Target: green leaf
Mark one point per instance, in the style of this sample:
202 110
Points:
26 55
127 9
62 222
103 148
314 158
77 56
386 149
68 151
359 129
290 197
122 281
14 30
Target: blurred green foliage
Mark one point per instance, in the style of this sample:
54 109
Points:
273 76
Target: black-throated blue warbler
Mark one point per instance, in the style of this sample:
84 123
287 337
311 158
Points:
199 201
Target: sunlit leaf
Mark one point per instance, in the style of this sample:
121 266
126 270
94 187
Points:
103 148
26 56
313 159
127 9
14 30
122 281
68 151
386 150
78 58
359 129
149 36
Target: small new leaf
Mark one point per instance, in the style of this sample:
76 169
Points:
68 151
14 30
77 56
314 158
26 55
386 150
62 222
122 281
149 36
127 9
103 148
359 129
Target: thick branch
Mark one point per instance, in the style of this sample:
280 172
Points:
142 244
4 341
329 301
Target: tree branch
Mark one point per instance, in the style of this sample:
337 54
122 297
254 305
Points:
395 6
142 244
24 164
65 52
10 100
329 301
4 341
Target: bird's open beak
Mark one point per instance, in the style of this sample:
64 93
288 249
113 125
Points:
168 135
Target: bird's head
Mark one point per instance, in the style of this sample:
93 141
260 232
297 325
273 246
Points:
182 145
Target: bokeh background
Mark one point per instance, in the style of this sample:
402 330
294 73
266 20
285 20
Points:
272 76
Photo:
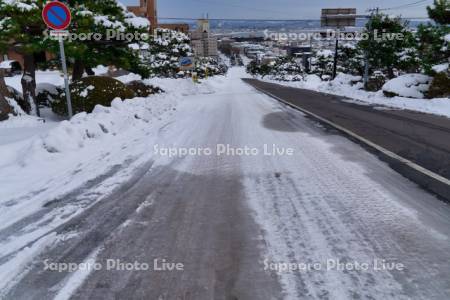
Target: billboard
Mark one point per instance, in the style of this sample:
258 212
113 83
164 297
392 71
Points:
338 17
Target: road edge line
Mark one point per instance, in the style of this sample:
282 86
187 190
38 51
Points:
370 144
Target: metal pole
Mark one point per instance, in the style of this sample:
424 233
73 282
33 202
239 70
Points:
366 53
335 54
66 77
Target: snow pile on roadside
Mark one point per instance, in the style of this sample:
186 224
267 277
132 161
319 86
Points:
441 68
73 156
354 94
409 85
52 77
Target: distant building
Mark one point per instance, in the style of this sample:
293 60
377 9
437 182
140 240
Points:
181 27
146 9
202 42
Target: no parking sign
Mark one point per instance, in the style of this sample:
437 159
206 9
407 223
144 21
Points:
56 15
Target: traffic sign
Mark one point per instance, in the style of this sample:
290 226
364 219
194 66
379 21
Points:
186 63
56 15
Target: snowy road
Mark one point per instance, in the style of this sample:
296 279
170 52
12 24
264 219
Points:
231 220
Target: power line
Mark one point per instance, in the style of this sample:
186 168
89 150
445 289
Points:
270 20
409 5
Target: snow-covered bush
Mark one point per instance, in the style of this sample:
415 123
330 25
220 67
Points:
89 91
166 48
375 82
142 89
46 93
322 64
5 108
350 59
282 69
409 85
440 86
208 66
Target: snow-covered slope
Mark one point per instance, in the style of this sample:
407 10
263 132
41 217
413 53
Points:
341 86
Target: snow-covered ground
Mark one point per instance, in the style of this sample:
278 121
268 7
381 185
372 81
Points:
341 86
329 200
42 163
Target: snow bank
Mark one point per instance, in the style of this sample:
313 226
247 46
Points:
53 162
52 77
354 94
441 68
409 85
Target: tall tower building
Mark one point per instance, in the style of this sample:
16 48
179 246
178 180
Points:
147 9
152 12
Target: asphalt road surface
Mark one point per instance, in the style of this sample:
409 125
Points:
421 138
233 220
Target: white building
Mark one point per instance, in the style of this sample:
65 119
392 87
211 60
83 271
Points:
202 42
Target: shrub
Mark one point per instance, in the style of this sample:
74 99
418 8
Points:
18 97
440 86
141 89
89 91
46 93
409 85
375 82
5 109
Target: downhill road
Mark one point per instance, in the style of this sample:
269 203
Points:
230 220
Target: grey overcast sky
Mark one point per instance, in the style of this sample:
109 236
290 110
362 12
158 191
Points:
279 9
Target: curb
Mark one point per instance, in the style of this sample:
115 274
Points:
427 179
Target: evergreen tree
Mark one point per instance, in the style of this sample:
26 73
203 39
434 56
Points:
431 44
322 63
440 13
112 21
21 31
350 59
384 52
166 47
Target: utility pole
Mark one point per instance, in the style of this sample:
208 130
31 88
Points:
366 54
336 48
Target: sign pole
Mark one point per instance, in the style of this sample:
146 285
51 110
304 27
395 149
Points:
57 16
66 77
336 49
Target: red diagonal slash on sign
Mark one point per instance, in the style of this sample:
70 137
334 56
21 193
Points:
56 15
49 10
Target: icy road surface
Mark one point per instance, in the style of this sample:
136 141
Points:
234 221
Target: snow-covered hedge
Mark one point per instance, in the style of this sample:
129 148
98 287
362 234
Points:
409 85
91 91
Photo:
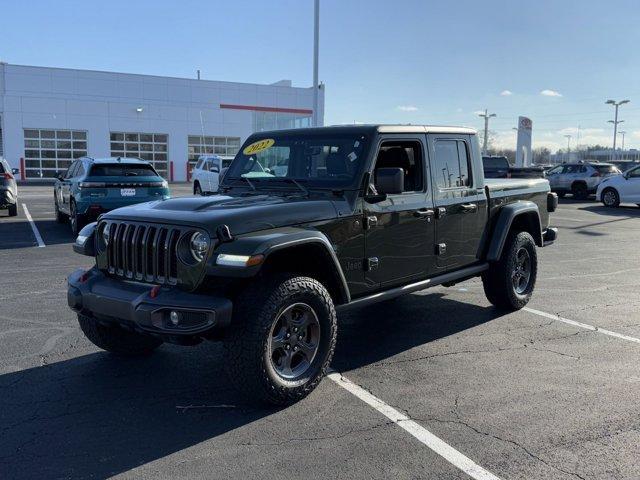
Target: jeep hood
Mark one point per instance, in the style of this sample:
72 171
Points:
241 214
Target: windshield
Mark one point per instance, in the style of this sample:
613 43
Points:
606 168
317 160
495 162
122 170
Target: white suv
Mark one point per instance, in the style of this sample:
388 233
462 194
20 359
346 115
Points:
579 179
208 172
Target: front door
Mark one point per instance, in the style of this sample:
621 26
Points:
399 230
460 206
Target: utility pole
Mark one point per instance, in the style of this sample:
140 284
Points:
316 38
615 122
486 117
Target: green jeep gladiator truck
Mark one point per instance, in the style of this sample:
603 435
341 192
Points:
308 222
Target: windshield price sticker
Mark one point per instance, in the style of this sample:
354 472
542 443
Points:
258 146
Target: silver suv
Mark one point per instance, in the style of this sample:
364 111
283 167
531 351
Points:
580 179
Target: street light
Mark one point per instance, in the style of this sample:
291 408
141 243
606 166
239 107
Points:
623 134
615 122
486 117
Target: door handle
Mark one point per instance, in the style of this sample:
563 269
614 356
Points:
423 213
469 207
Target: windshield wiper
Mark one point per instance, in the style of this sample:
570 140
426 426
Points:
296 183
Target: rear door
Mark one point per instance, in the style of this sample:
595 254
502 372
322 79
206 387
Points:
399 233
457 200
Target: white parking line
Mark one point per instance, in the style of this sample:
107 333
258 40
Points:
36 233
586 326
439 446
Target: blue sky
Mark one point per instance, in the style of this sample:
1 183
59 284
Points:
401 61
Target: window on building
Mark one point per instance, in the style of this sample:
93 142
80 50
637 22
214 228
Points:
152 147
211 145
47 152
451 166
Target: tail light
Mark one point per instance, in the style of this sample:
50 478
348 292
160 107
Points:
92 185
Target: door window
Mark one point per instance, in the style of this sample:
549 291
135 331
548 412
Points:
451 164
406 155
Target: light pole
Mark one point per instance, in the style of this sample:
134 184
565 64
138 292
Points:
623 134
615 122
316 38
486 117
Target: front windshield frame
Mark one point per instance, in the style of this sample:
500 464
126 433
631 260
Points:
309 148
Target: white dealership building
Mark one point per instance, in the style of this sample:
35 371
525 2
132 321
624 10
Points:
48 116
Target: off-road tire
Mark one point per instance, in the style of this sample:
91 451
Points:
610 197
117 340
579 191
498 282
247 356
76 220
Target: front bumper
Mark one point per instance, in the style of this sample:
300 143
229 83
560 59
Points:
134 305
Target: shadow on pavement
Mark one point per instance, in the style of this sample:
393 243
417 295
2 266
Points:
96 415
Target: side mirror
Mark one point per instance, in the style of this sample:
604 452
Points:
390 180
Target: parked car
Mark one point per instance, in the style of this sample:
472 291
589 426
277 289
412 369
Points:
623 188
206 175
8 188
580 179
355 220
92 186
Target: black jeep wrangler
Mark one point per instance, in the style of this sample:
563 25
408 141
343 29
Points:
308 222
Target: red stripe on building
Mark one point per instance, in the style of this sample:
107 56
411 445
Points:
254 108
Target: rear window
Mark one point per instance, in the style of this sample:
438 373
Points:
495 162
606 168
122 170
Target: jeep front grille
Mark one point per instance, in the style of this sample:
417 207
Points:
143 252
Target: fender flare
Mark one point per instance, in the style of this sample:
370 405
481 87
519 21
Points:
505 219
268 242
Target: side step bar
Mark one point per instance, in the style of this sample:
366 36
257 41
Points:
455 276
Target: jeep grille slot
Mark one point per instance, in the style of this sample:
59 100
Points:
144 252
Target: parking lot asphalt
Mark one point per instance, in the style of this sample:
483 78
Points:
524 395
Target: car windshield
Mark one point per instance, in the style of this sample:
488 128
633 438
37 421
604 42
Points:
606 168
323 161
122 170
495 162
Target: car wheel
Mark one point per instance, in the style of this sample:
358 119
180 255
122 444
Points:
281 340
610 197
509 283
76 220
579 191
60 217
116 340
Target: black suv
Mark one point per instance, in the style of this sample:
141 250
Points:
308 222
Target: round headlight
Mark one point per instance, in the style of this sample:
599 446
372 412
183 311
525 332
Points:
199 245
105 233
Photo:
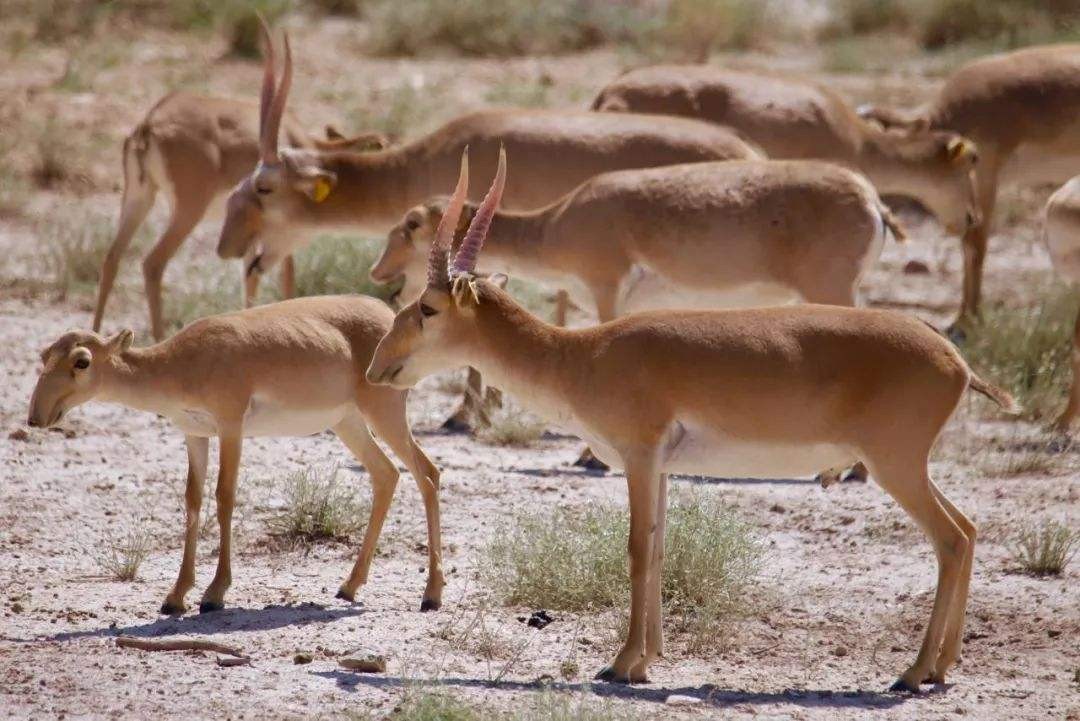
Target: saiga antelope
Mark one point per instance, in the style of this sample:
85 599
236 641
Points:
1062 235
1022 109
793 118
292 191
728 234
767 392
291 368
194 149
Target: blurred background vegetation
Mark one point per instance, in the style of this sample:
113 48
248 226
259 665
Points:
686 29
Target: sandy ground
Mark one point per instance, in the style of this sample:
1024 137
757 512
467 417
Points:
842 599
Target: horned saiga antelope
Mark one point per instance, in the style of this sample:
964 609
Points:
768 392
291 368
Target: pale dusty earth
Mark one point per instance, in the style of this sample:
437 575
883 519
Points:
845 590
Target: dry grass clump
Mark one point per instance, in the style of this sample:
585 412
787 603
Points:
120 556
75 247
1026 350
575 559
1045 549
319 506
937 24
339 264
510 424
434 704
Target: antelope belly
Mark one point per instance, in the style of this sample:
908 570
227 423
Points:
702 451
265 418
644 289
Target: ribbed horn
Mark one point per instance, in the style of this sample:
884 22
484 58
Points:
266 98
437 271
269 137
464 261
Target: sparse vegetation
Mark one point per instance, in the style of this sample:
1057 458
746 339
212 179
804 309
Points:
576 560
434 704
1045 549
120 556
510 425
75 249
318 505
339 264
1026 350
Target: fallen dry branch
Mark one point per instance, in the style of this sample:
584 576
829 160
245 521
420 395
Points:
177 644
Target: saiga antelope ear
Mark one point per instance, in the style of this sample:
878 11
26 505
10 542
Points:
121 341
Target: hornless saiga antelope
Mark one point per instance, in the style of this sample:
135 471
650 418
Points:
767 392
728 234
1062 235
1022 109
194 149
794 118
291 368
294 190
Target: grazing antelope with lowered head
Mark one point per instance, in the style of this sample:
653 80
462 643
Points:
291 368
194 149
294 189
767 392
1062 235
1022 109
694 235
794 118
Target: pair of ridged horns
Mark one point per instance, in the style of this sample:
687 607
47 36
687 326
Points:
441 271
271 101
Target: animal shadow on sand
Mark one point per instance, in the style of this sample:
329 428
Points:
709 694
227 621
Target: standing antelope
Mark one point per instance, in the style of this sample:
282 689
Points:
768 392
294 190
1062 235
793 118
291 368
1022 109
194 149
696 235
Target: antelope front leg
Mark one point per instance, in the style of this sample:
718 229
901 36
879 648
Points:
198 453
631 664
355 435
229 464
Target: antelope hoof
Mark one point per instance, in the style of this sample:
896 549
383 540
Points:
170 609
902 685
590 462
210 607
455 424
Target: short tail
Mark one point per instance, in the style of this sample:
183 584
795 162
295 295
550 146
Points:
892 223
994 393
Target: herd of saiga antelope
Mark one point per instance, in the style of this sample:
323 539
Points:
635 209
______
What to produce: Reproduce the lines from the one containing "Target: pair of ridged horns" to the end of the entries, keeping both ends and adding nothing.

The answer:
Target: pair of ridged horns
Mark one point per instance, in the style of this sample:
687 607
47 36
687 326
Points:
441 271
271 101
Target: animal shadow on sand
Mark one point per instance, in the style of this sample:
329 428
Points:
709 694
227 621
Target: standing antelope
Mark one point per instance, in the style of this sample:
282 689
Points:
768 392
294 190
1062 235
793 118
291 368
1022 109
194 149
696 235
Target: antelope front leg
Mark one point per instance, in the style of this sample:
718 229
901 36
879 648
Points:
198 453
631 664
355 435
229 464
Target: antelope hoof
Mark one point per instance, in the style of this sample:
896 549
383 540
Points:
170 609
902 685
590 462
210 607
455 424
Target: short tail
Mark one point per instance, in the style of this sample:
183 584
795 162
295 295
550 146
Points:
892 223
994 393
Target: herd of saiga antelope
Mark one point per instance, in the style of this sample:
323 539
Points:
635 209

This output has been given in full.